## ASSIGNMENT
Start at the line in the entries below that contains "Expected: for every instance of the blue", stop at the line that contains "Expected: for every instance of the bus front wheel", and output exactly the lines in that span, both ends included.

++++ TASK DATA ++++

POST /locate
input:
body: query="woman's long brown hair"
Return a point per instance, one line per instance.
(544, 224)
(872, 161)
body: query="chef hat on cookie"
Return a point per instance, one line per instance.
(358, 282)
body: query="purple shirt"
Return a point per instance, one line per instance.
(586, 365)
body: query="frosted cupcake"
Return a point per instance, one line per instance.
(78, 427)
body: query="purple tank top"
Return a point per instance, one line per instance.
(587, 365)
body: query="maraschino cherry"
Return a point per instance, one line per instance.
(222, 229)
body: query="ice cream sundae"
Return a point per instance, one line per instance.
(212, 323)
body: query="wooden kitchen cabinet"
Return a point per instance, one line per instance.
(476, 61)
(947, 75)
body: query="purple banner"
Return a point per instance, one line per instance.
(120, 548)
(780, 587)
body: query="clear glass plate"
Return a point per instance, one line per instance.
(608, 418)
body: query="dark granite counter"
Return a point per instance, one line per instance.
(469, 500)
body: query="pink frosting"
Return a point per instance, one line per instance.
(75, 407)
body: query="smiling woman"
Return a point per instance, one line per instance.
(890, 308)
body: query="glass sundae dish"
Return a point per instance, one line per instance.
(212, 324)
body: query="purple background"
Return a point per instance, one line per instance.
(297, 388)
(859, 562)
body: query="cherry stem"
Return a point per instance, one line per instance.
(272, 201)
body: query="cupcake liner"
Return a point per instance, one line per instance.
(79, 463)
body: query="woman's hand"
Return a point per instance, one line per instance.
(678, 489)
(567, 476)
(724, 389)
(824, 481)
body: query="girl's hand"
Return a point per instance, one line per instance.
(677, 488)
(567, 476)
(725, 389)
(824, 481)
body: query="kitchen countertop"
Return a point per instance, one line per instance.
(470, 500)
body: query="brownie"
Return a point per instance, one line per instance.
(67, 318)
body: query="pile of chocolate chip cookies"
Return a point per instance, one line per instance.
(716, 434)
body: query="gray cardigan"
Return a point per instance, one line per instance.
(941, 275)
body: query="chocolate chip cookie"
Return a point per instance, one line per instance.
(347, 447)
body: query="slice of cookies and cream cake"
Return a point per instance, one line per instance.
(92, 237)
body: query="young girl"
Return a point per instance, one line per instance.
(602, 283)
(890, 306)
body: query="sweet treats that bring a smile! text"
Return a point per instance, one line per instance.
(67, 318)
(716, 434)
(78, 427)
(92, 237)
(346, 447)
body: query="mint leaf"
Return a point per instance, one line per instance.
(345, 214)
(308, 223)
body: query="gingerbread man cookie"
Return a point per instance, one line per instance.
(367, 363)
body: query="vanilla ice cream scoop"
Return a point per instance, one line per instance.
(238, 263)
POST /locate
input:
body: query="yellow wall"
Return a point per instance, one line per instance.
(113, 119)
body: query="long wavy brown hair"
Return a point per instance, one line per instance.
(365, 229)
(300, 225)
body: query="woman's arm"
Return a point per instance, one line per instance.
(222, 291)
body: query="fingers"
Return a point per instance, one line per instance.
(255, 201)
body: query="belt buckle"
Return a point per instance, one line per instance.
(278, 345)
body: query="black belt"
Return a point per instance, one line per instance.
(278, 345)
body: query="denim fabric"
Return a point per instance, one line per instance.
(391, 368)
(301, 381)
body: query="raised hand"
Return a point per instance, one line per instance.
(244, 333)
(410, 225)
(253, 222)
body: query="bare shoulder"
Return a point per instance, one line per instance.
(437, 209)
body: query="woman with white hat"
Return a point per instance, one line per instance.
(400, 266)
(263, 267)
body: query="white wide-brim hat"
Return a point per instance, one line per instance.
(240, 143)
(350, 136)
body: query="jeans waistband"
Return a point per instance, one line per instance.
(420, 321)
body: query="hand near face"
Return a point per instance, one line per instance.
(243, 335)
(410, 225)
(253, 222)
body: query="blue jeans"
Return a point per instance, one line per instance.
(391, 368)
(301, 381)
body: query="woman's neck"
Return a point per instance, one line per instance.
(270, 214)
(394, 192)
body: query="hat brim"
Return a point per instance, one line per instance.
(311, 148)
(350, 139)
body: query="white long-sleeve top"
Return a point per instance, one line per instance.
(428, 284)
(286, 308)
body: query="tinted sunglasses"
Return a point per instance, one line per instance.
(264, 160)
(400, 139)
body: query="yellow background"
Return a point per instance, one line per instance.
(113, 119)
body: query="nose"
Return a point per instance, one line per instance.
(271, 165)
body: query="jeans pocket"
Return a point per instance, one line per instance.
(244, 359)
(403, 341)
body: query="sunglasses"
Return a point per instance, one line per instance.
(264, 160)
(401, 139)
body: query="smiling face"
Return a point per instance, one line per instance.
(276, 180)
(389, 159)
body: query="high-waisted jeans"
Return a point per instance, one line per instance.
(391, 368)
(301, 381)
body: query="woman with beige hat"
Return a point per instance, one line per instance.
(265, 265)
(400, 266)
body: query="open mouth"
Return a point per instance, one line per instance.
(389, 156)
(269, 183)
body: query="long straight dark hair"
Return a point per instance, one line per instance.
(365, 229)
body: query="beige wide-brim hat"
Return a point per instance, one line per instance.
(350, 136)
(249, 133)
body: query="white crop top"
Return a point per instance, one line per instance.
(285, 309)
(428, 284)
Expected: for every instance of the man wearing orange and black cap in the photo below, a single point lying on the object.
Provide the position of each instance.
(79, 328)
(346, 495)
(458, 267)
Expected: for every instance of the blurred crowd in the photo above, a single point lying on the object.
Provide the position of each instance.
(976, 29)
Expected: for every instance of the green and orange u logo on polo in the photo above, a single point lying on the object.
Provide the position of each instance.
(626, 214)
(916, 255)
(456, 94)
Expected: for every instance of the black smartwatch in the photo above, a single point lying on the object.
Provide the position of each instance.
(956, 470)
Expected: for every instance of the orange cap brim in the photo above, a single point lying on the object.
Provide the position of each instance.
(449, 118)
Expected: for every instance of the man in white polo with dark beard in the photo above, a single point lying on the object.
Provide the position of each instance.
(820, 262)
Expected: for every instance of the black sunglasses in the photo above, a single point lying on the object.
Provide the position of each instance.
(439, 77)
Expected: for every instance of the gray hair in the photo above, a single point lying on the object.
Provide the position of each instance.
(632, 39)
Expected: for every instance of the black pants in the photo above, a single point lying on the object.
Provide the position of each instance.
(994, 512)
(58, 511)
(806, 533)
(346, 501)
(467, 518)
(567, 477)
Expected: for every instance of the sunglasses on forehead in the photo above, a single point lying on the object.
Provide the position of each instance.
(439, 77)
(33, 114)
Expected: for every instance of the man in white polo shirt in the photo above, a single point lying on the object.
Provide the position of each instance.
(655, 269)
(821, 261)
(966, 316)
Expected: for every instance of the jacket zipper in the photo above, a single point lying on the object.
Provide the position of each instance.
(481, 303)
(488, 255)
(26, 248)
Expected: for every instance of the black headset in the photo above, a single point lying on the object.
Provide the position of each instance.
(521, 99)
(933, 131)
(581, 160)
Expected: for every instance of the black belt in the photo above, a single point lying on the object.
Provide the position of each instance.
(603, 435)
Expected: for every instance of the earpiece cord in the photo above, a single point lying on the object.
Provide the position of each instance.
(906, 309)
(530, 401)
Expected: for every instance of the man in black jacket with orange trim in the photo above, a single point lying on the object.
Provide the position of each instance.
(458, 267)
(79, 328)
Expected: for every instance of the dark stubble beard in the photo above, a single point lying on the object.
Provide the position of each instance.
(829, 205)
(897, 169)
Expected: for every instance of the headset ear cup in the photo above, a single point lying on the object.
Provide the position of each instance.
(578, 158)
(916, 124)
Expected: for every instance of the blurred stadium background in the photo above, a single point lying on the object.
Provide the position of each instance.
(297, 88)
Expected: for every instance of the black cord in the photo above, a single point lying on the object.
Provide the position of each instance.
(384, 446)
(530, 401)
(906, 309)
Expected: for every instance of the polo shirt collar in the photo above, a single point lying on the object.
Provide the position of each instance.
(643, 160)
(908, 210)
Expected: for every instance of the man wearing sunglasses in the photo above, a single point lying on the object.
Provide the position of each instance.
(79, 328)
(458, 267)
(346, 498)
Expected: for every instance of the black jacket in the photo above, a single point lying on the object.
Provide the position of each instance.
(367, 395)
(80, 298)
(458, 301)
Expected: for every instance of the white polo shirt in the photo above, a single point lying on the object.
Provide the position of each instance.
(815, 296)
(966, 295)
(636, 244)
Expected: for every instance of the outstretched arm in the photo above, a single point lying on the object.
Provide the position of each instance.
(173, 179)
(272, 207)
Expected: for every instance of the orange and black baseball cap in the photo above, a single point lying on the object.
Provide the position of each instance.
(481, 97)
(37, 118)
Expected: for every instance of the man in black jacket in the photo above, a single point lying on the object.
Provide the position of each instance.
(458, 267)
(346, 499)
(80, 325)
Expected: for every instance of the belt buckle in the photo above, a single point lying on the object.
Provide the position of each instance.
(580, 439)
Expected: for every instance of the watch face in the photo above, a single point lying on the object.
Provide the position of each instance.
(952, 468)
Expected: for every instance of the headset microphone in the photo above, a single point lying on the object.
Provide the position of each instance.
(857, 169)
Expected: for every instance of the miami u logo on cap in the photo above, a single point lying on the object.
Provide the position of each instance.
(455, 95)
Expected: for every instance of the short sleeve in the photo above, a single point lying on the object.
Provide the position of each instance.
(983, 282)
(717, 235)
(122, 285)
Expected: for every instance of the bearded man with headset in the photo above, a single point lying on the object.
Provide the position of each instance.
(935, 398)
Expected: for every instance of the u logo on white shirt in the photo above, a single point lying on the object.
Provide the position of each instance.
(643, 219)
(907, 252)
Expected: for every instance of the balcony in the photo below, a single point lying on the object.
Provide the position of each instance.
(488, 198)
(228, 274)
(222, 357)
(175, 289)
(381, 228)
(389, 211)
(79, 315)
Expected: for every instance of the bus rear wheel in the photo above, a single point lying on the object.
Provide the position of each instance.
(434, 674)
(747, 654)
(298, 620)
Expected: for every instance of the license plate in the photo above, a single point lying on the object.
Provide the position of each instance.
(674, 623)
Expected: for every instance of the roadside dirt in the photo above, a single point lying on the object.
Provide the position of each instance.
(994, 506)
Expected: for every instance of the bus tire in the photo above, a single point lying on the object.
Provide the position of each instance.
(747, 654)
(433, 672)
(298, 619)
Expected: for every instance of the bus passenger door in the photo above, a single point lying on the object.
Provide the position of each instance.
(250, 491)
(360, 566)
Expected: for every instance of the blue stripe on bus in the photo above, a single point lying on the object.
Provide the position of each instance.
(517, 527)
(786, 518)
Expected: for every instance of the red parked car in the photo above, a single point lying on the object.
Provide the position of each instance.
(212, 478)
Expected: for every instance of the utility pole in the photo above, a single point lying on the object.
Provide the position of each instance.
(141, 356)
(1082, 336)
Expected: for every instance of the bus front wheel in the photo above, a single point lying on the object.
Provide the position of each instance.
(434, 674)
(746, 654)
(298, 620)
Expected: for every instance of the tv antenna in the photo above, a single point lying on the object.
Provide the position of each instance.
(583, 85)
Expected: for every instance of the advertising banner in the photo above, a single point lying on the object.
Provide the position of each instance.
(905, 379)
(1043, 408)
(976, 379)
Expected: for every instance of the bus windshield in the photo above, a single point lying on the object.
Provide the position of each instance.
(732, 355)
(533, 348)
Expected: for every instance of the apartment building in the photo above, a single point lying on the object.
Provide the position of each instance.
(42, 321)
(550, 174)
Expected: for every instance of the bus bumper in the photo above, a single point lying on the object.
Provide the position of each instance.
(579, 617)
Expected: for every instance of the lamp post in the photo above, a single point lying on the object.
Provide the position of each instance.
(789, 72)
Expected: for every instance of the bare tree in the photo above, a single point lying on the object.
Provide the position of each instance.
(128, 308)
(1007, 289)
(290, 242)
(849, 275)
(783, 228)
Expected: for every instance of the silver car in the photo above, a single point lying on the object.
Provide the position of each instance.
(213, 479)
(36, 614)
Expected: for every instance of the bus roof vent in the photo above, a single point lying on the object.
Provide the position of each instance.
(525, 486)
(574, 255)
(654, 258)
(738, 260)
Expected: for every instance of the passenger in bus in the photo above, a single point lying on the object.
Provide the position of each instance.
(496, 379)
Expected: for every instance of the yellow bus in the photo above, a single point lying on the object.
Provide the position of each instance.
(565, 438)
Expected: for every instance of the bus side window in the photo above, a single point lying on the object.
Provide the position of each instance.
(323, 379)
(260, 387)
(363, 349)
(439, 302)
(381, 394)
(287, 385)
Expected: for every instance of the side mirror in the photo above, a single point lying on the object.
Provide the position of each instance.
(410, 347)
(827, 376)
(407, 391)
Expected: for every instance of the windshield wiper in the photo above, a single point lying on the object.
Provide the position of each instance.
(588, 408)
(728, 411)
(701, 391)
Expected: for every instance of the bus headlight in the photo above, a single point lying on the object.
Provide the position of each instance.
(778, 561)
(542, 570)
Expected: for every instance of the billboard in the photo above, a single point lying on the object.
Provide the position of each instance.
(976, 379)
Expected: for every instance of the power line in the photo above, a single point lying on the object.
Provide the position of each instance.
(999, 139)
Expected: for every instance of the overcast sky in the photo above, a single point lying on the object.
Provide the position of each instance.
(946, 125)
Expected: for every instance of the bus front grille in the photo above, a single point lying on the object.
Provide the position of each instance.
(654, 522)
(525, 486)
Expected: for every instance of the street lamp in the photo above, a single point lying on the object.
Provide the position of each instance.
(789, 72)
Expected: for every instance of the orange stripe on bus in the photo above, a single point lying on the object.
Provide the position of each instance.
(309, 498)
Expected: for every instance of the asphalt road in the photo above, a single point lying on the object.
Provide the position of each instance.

++++

## OUTPUT OF THE TASK
Expected: for every instance of the blue stripe on bus in the photo above, a single point lying on the object.
Provide the position of each instance.
(517, 527)
(786, 518)
Expected: for every instance of the red parked car in the photo above, a single point lying on the object.
Provide the position of each instance.
(212, 478)
Expected: for every instance of the utility pole in the photo above, a single point lying on the object.
Provide the position of each instance.
(141, 356)
(1082, 336)
Expected: for every instance of the bus front wheel in the photo above, a single point lying on the object.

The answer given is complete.